What to produce: In the data below, find the line containing "point(685, 204)", then set down that line and every later line up to and including the line containing "Target: tree trunk", exactly.

○ ○ ○ ○ ○

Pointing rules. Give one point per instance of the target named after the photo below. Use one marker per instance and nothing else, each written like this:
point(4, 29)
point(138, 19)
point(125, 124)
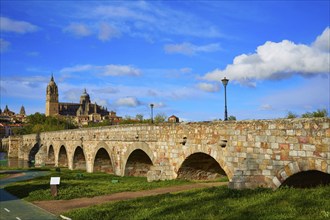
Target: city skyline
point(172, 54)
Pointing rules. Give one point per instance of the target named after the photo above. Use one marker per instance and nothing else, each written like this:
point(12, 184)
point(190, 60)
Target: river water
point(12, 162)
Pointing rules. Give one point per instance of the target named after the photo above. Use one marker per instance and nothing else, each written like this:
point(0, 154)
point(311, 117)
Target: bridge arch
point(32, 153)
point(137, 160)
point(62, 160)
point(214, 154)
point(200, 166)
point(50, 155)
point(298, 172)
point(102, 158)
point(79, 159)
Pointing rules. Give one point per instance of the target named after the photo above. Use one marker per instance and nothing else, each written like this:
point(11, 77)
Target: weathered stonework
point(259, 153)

○ ○ ○ ○ ○

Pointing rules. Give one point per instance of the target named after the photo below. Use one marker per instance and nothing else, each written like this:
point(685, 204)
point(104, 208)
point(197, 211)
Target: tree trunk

○ ○ ○ ○ ○

Answer box:
point(685, 204)
point(104, 208)
point(197, 211)
Target: tree trunk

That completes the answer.